[EXCERPT PROVIDED]:
# Transfer old, saved emails from one computer to another(Outlook Express) (RESOLVED)



## naturalist (Mar 12, 2007)

I'm trying to help my Mom transfer 7 years worth of emails saved on her old Desktop computer, to her new Laptop. She plans on getting rid of her old Desktop computer. 

On both computers, she uses Outlook Express for her email. I'm not familiar with Outlook Express myself. The computers are now networked, and the Outlook Express files on her old Computer have been copied into a shared folder. How do I merge these files with the Outlook Express files on her laptop, so that these 7 years worth of emails are on available to Outlook Express on her laptop?


----------



## Geekgirl (Jan 1, 2005)

Hi and Welcome to TSF

These links should set you on your way
http://ask-leo.com/can_i_import_outlook_express_email_into_another_instance_of_outlook_express.html
http://www.insideoutlookexpress.com/faqs/how.htm#importOE5

Or you can try the Backup Wizard
You can transfer your email messages manually, using the Import / Export commands of Outlook Express, but transferring other settings such as accounts, rules, signatures, and identities is a very complicated process that requires advanced technical skills. Outlook Express Backup Wizard makes it very simple to transfer your data by following these easy steps:

1. Backup your Outlook Express with Outlook Express Backup Wizard.
2. Copy the resulting backup file to the target computer via LAN, CDR, or removable drive.
3. Restore the backup file to Outlook Express on the second computer. To do this, run the wizard, choose the Restore option, and select your backup file.

http://www.outlook-express-backup.com/outlook-express-faq.html#3


----------



## naturalist (Mar 12, 2007)

Thank you for your reply. That first link did the trick. Thanks again!


----------



## Geekgirl (Jan 1, 2005)

Your very Welcome


----------

[EXERCISES]:
**A.** Return the passage of the Outlook Express thread word for word, from "Hi and Welcome" up to and including "or removable drive.".
**B.** In the entries from the line with "Target: white cloud" up to and including the line with "column 664, row 341", switch "dot" to "point" and give back only those lines, with everything else unchanged.

[RECORD SET]:
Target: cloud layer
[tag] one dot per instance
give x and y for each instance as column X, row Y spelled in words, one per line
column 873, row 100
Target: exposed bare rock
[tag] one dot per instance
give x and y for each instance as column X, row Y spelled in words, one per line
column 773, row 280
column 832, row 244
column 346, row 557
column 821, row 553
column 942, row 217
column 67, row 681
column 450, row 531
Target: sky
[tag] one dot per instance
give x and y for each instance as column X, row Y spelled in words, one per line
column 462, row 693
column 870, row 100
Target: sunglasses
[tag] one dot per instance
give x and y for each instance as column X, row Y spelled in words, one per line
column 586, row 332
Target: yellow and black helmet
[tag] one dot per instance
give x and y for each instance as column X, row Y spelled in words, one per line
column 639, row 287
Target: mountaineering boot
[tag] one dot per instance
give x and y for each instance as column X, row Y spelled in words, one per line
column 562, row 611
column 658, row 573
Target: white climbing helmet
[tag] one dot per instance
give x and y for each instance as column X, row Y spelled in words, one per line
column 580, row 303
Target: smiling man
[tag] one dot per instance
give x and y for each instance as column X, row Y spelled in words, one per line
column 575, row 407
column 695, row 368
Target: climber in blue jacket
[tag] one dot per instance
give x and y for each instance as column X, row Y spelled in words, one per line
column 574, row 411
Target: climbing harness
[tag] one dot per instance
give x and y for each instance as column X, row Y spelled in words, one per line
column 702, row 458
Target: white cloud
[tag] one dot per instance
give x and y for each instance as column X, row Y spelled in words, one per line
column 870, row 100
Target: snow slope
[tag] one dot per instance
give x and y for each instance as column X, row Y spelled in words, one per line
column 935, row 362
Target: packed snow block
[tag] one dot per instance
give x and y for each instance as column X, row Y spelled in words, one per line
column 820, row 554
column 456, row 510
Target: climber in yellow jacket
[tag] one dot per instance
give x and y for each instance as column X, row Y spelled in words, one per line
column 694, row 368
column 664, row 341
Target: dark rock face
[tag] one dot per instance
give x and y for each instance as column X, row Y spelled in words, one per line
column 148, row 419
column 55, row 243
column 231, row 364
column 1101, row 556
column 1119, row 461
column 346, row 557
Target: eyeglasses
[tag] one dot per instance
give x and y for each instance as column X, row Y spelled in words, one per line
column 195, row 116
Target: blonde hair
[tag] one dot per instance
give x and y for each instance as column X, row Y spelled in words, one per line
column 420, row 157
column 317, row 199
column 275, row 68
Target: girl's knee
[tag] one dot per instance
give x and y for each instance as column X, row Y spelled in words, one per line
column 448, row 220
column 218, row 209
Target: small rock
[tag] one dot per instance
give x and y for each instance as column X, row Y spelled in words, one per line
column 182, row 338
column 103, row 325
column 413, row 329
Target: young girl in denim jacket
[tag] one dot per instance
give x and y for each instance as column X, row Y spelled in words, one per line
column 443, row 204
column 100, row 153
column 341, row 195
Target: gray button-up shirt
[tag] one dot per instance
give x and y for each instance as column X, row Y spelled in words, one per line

[RESULTS OF THE TASKS]:
**A.**
Hi and Welcome to TSF

These links should set you on your way
http://ask-leo.com/can_i_import_outlook_express_email_into_another_instance_of_outlook_express.html
http://www.insideoutlookexpress.com/faqs/how.htm#importOE5

Or you can try the Backup Wizard
You can transfer your email messages manually, using the Import / Export commands of Outlook Express, but transferring other settings such as accounts, rules, signatures, and identities is a very complicated process that requires advanced technical skills. Outlook Express Backup Wizard makes it very simple to transfer your data by following these easy steps:

1. Backup your Outlook Express with Outlook Express Backup Wizard.
2. Copy the resulting backup file to the target computer via LAN, CDR, or removable drive.

**B.**
Target: white cloud
[tag] one point per instance
give x and y for each instance as column X, row Y spelled in words, one per line
column 870, row 100
Target: snow slope
[tag] one point per instance
give x and y for each instance as column X, row Y spelled in words, one per line
column 935, row 362
Target: packed snow block
[tag] one point per instance
give x and y for each instance as column X, row Y spelled in words, one per line
column 820, row 554
column 456, row 510
Target: climber in yellow jacket
[tag] one point per instance
give x and y for each instance as column X, row Y spelled in words, one per line
column 694, row 368
column 664, row 341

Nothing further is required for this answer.